Your tasks
[1] Duplicate the passage from the Scully ankle-injury article exactly, between "It's understood the" and "my training loads.", inclusive.
[2] Write the next part of the Scully ankle-injury article, picking up after its last sentence.
(Text segment begins)
It's understood the fracture healed well, but the syndesmosis problem and related bone bruising were what held him back most. 

SEASON OVER Sore Scully pulls the pin on 2018

"No doubt it's disappointing, but at the same time you try and remove yourself from the emotion of it all," Scully told AFL.com.au at the time. 

"Once I processed it, I had to think about what's best for my future moving forward. I can't get away from the fact that it was a pretty traumatic injury.

"As much as I'd love to say that I can still play a part in the season and contribute to the team, we came to a point where we had to be realistic.

"Sometimes, you just have to face the hand you've been dealt and move on.

"Realistically, we realised that time was getting away from us (and) we weren't seeing the progress we would have liked, and I had a little setback with my running and had to back off my training loads.

"You can't take any shortcuts with an injury like this, and unfortunately it hasn't worked out the way we'd planned."


The former Dandenong Stingray underwent a second bout of surgery within the last two months on the troublesome ankle, to remove screws and the plate from the first operation.

In between then and the injury first occurring, the jungle drums were beating about Scully departing Greater Western Sydney, with the Hawks and Essendon linked to him as far back as July.

The Giants and Scully's manager, Mark Kleiman, of TLA Australia, denied to AFL.com.au any knowledge of his desire to leave at that stage.

Hawthorn football boss Graham Wright told NAB AFL Trade Radio on Tuesday he had dealt with only Kleiman until last week, when Scully had his medical.

No other club got to that point with him despite other interest.

The plan is for Scully to resume jogging in about five or six weeks – maybe on an AlterG treadmill at first – and how the ankle responds from there remains to be seen. 

"It was a significant ankle injury and that comes with a bit of a risk, but we'll back our medical guys in," Wright said.
(Text segment ends)
(Data section begins)
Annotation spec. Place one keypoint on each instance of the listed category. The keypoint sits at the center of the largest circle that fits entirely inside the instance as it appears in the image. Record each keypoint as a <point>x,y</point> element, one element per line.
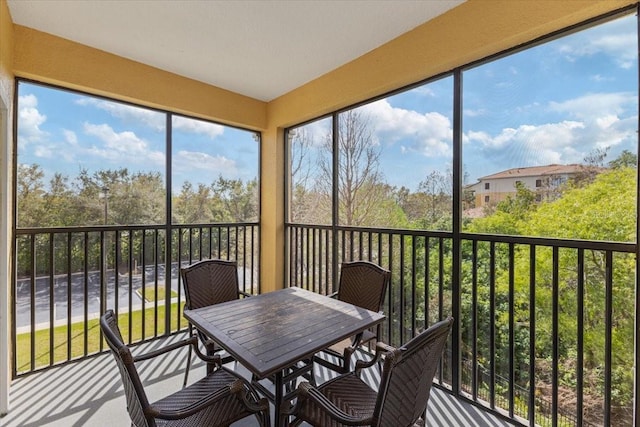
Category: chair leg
<point>186,371</point>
(Data section ends)
Outputs by task
[1]
It's understood the fracture healed well, but the syndesmosis problem and related bone bruising were what held him back most. 

SEASON OVER Sore Scully pulls the pin on 2018

"No doubt it's disappointing, but at the same time you try and remove yourself from the emotion of it all," Scully told AFL.com.au at the time. 

"Once I processed it, I had to think about what's best for my future moving forward. I can't get away from the fact that it was a pretty traumatic injury.

"As much as I'd love to say that I can still play a part in the season and contribute to the team, we came to a point where we had to be realistic.

"Sometimes, you just have to face the hand you've been dealt and move on.

"Realistically, we realised that time was getting away from us (and) we weren't seeing the progress we would have liked, and I had a little setback with my running and had to back off my training loads.

[2]
"I don't think anyone in the competition doesn't know how much of a pro Tom Scully is and I'm sure he'll do everything possible. 

"We don't believe this will be a career-ending injury for Tom, otherwise we wouldn't have entered into it. There is some risk, but … everyone basically comes with some sort of risk." 

Scully's career has never been far from the headlines and he first caught the Stingrays' then-regional manager Darren Flanigan's attention as a 13-year-old.

The boy from Berwick went on to win a string of honours through his teenage years and was an under-18 All Australian in both 2008 and 2009 to seal his case to be the No.1 draft pick.

His football feats were impressive enough, but his supreme off-field preparation, the fact he didn't touch alcohol and his quietly spoken, thoughtful ways rounded out his clean-cut image.

Scully and Jack Trengove, who was drafted at No.2, were pitched as Melbourne's saviours at the time and each has gone on a fascinating journey since.

He was fielding questions by his second season about new franchise Greater Western Sydney's interest in him, and that came to fruition when he accepted a $6 million, six-year deal at the end of 2011.

Scully also joined the Giants with doubt hanging over his durability, to do with a left knee injury that dated to surgery he had on a cracked kneecap in his draft year.

That nagging issue and his princely contract meant he carried a huge burden in his early GWS days despite escaping the Melbourne bubble.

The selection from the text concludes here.